**DIRECTION**
Turn every line of the material below into a numbered list, leaving out any blank lines.

**PROVIDED RECORDS**
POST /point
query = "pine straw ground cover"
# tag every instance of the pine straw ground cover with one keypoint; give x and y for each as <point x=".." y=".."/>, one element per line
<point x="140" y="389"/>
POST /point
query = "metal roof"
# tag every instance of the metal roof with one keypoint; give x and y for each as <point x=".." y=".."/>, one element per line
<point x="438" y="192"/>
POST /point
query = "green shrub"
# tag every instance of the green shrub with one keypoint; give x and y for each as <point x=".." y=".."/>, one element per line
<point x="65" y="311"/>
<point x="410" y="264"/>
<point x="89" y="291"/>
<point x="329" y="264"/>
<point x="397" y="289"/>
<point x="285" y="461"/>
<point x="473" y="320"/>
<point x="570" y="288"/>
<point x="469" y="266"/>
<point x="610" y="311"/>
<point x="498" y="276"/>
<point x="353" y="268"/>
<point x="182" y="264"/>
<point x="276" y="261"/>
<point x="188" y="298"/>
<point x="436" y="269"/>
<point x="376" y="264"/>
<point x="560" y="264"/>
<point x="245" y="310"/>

**OUTPUT OF THE TASK**
1. POST /point
2. query = "pine straw ground cover"
3. # tag every instance of the pine straw ground cover with one keypoint; give x and y for each as <point x=".." y=".."/>, one element per line
4. <point x="140" y="389"/>
5. POST /point
6. query = "metal roof"
7. # tag every instance of the metal roof with one keypoint; give x and y for each as <point x=".." y=".."/>, one element per line
8. <point x="438" y="192"/>
9. POST /point
10. query = "green shrub"
11. # tag every instance of the green shrub with one keypoint; give x and y for each as <point x=".." y=".."/>, one element per line
12. <point x="65" y="311"/>
13. <point x="410" y="264"/>
14. <point x="89" y="291"/>
15. <point x="329" y="264"/>
16. <point x="397" y="289"/>
17. <point x="285" y="461"/>
18. <point x="473" y="320"/>
19. <point x="570" y="288"/>
20. <point x="469" y="266"/>
21. <point x="610" y="311"/>
22. <point x="498" y="276"/>
23. <point x="353" y="268"/>
24. <point x="182" y="264"/>
25. <point x="276" y="261"/>
26. <point x="188" y="298"/>
27. <point x="436" y="269"/>
28. <point x="376" y="264"/>
29. <point x="560" y="264"/>
30. <point x="245" y="310"/>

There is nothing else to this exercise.